## Task
Rewrite the records starting at the line that contains "compact form (306,522)." and ending at the line that contains "Target: roof rail", replacing "roof rail" with "luggage rack" and leaving everything else unchanged.

---------- Records for the task ----------

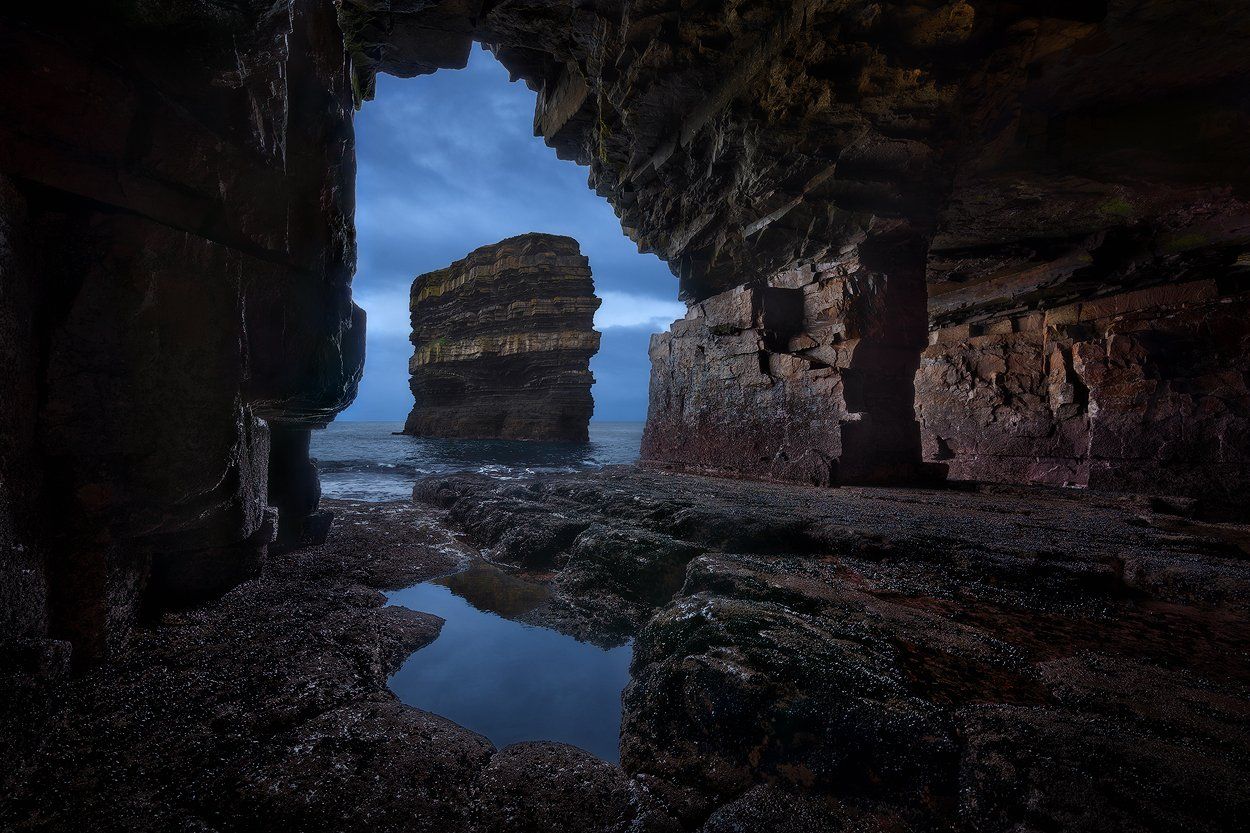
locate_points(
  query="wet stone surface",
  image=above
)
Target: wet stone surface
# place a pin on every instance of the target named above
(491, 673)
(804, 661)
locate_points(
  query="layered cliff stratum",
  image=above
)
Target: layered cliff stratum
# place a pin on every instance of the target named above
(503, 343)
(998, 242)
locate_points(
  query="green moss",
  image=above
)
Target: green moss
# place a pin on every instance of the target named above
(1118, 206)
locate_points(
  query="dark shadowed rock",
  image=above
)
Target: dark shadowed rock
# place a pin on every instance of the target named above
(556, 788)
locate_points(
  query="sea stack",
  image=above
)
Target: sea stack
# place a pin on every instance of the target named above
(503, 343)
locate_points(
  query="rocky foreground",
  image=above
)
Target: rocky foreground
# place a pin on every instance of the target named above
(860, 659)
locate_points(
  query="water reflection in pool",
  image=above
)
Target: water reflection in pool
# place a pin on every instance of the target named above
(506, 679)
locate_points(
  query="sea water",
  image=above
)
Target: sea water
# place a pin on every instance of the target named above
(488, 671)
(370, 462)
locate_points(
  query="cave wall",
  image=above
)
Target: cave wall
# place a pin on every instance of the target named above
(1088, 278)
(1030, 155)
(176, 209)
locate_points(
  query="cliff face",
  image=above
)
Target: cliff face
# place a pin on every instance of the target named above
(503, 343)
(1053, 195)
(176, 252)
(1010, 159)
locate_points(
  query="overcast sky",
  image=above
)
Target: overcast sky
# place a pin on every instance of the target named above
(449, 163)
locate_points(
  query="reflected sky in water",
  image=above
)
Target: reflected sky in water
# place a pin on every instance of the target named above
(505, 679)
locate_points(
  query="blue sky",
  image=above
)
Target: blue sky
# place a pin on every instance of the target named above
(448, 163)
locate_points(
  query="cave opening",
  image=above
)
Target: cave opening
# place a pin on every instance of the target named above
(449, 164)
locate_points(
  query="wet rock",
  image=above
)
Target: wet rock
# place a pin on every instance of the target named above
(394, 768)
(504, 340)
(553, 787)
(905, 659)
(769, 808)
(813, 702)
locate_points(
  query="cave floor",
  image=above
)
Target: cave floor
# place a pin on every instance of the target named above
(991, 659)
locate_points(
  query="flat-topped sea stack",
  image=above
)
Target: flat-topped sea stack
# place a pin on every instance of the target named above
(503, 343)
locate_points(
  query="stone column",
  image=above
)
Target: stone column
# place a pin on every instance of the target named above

----------
---------- Records for the task ----------

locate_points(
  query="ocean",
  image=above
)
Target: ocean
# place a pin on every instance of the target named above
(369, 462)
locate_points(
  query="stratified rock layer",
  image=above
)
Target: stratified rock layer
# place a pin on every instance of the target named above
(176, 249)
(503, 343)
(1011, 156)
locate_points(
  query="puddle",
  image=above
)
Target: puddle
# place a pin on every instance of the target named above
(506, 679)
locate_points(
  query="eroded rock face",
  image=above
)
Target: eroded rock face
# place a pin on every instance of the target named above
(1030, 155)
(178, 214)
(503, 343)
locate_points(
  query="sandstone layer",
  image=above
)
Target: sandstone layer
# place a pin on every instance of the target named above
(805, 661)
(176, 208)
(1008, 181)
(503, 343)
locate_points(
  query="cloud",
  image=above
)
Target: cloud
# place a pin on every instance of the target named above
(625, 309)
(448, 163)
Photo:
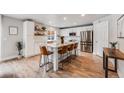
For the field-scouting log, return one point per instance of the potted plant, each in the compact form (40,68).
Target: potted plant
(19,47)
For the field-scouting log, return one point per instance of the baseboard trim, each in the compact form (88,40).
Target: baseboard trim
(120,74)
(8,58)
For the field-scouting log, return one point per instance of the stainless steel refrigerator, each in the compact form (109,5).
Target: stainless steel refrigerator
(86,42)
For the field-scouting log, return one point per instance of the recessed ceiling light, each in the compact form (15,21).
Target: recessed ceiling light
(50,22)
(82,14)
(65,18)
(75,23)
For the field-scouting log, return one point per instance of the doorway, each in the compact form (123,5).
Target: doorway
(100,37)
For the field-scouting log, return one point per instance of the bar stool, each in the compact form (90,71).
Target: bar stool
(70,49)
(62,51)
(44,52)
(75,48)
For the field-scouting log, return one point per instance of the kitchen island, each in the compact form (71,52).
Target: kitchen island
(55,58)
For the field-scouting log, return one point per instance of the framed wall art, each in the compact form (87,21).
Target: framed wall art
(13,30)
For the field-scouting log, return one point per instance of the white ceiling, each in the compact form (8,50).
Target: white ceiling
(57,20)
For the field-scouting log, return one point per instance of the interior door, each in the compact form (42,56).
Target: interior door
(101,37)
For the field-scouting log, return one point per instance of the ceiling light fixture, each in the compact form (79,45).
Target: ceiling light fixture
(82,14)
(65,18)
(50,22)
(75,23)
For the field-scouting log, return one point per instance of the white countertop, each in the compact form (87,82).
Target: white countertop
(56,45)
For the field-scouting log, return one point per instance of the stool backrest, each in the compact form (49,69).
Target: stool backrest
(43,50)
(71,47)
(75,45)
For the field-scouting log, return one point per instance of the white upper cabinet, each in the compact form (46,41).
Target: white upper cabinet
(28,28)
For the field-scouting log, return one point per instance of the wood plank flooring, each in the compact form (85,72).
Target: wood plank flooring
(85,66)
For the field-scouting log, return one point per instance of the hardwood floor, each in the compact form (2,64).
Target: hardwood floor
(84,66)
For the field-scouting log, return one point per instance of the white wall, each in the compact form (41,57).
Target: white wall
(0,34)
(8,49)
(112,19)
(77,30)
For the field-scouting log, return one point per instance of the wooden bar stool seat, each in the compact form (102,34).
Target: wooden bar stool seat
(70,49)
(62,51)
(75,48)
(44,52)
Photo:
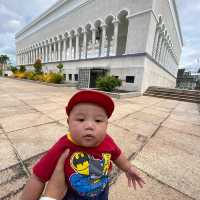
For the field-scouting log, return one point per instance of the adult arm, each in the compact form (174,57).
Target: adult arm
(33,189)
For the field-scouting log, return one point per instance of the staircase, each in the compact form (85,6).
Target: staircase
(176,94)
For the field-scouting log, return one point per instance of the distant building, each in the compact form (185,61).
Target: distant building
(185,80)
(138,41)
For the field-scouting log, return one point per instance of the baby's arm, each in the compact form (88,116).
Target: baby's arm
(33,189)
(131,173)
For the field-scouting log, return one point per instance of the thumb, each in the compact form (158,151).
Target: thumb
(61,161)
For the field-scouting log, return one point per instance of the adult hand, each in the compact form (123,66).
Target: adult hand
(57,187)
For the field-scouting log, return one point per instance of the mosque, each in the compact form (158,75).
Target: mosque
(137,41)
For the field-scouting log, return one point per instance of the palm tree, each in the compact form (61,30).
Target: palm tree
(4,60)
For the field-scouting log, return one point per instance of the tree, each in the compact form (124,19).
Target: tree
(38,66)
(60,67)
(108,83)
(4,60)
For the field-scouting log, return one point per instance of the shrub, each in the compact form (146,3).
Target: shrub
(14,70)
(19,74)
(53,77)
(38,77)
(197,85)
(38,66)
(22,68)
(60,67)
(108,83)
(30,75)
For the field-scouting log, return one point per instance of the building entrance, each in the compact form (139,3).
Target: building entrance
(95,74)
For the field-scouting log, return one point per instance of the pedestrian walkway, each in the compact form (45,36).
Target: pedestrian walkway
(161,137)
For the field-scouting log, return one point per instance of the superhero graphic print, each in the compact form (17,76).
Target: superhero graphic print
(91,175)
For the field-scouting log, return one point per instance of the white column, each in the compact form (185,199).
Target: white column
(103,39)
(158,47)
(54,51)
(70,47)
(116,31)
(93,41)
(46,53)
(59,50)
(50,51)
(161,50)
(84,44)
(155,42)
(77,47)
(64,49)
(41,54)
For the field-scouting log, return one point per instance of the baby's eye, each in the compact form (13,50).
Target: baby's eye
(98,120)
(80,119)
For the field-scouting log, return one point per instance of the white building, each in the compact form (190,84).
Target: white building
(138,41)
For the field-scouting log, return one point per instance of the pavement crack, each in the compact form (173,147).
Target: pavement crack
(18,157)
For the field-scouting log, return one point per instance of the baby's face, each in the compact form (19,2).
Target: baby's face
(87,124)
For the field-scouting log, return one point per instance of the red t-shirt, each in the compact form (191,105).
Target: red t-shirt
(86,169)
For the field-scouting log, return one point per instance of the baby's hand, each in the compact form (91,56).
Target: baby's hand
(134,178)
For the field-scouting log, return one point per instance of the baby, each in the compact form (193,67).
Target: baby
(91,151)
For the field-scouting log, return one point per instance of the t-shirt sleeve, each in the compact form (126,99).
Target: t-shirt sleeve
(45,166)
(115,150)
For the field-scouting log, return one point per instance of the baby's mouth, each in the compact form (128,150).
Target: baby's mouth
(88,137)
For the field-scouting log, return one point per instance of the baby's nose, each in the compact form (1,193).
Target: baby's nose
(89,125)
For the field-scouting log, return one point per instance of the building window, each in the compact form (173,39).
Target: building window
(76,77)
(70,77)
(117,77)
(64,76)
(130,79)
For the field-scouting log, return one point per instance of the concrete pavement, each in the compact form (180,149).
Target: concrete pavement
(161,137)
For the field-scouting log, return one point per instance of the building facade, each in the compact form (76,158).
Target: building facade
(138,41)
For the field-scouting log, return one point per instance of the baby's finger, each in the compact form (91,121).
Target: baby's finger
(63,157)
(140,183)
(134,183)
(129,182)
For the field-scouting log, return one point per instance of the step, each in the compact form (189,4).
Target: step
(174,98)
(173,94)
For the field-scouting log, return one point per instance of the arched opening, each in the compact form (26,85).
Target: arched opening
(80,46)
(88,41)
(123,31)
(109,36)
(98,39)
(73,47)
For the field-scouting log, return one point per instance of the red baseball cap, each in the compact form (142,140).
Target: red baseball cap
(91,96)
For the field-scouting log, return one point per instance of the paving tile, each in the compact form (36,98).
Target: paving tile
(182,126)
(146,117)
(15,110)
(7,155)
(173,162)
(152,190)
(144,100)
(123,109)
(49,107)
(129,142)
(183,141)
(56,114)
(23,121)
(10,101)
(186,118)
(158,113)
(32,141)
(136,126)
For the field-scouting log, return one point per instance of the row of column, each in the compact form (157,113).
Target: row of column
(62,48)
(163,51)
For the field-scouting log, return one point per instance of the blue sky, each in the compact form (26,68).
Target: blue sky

----------
---------- Records for the task ----------

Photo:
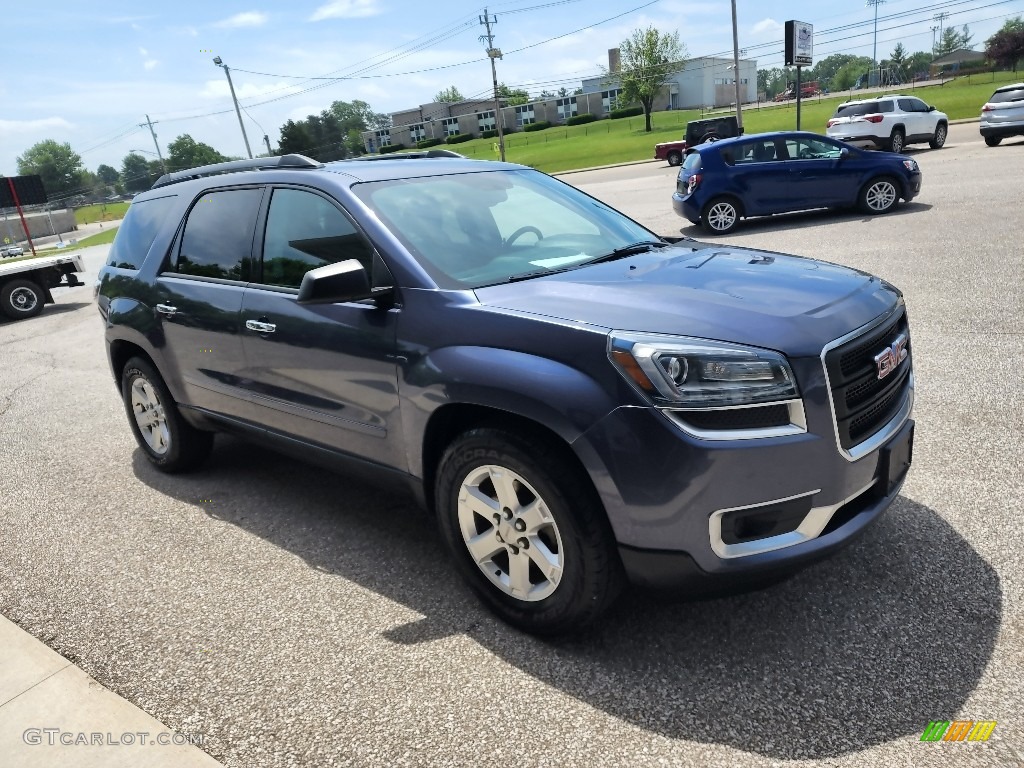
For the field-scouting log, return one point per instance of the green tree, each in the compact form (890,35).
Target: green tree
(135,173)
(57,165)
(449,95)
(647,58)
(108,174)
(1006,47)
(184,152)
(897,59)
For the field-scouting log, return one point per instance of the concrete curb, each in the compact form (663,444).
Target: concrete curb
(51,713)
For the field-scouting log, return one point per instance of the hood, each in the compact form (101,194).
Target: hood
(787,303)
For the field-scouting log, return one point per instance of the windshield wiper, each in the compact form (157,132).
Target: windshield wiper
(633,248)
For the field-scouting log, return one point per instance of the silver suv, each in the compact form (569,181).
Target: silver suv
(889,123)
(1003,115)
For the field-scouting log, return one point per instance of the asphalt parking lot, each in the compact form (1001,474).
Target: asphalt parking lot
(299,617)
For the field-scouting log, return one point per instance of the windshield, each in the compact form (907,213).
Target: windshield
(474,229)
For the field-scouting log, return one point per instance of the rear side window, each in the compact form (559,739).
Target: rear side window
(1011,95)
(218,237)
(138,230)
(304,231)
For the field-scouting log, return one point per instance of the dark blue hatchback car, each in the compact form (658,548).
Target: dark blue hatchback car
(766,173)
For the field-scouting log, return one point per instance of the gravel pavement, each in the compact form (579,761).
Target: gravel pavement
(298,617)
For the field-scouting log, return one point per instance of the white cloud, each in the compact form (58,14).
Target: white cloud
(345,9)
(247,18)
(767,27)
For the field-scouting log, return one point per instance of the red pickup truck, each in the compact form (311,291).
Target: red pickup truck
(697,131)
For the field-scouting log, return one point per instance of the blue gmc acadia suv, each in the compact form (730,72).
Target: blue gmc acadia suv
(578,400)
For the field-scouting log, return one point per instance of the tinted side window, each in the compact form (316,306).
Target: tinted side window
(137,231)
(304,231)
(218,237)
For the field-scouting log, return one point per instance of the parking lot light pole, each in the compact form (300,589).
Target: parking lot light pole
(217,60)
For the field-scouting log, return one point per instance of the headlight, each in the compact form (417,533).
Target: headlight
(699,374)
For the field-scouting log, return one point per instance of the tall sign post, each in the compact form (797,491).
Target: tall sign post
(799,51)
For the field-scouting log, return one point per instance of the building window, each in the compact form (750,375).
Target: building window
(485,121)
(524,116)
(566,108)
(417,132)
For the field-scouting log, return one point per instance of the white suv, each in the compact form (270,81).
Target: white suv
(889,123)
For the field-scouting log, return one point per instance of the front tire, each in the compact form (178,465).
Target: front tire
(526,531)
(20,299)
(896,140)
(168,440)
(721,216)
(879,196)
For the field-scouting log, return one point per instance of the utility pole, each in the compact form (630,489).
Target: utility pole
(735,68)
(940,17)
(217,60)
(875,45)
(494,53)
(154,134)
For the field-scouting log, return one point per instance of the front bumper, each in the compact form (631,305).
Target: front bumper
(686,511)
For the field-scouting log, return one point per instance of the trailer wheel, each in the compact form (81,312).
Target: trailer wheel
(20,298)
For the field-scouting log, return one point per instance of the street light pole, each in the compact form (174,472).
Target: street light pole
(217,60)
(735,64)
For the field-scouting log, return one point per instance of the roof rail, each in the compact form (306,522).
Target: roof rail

----------

## Task response
For the field-scouting log, return one point per instance of the luggage rack, each in the compact form (306,522).
Target: luggage rack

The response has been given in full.